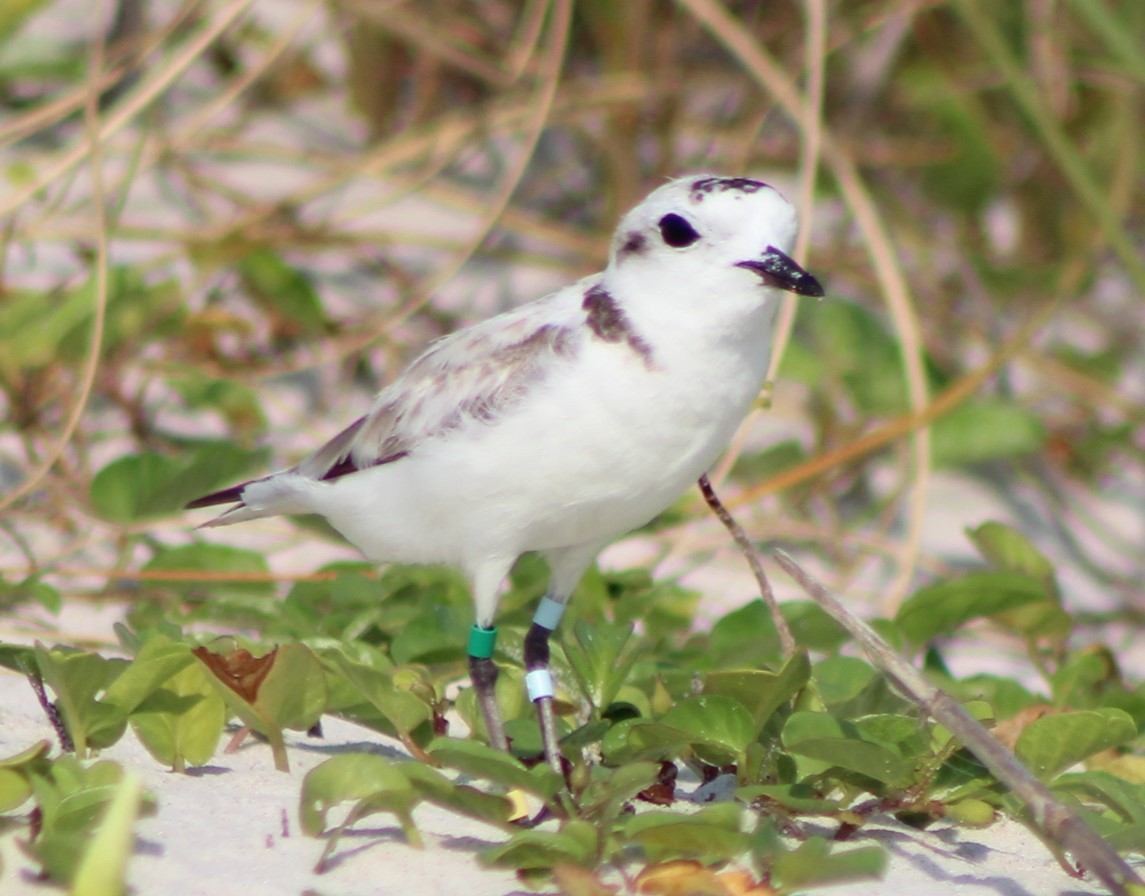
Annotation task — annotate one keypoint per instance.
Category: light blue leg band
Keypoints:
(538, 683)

··········

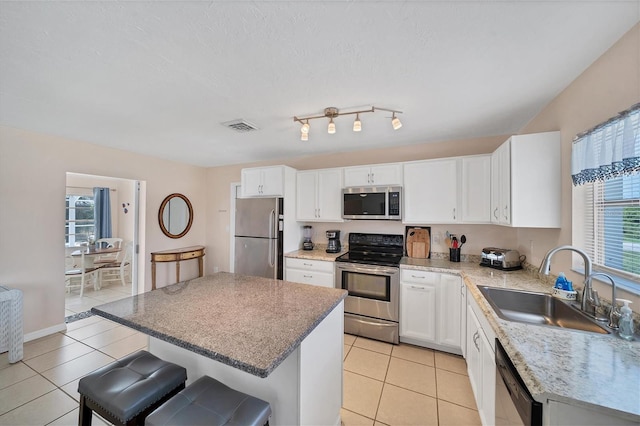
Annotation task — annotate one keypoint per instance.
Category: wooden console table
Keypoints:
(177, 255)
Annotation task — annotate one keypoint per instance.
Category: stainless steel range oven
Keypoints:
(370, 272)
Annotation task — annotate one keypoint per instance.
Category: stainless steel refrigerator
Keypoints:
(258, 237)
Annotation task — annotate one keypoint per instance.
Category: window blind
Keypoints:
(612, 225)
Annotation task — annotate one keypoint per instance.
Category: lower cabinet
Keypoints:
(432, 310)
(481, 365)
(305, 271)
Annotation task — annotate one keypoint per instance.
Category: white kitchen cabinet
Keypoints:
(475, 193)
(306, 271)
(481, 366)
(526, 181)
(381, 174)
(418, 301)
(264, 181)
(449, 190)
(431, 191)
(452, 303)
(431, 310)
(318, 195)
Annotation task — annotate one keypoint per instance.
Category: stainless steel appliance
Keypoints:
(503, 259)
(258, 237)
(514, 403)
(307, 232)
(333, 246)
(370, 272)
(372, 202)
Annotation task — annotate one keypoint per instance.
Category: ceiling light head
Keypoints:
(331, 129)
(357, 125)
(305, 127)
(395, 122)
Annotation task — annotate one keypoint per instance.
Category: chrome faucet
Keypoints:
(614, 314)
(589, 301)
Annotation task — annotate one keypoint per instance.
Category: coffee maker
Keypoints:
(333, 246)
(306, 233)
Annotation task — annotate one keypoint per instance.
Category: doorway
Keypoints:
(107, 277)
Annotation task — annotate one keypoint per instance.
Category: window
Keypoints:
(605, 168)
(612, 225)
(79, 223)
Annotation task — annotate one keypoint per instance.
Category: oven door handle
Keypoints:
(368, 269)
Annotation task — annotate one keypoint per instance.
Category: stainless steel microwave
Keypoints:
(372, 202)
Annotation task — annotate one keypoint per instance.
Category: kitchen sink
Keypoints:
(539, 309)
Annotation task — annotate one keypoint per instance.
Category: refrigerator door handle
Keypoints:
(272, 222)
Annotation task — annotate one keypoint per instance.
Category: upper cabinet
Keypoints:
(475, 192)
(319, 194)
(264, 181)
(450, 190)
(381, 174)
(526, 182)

··········

* _ACTIVITY_
Whenever the string "handle" turns up in a line above, copy that line out.

* _TASK RESULT_
Category: oven door handle
Category: refrigerator door handle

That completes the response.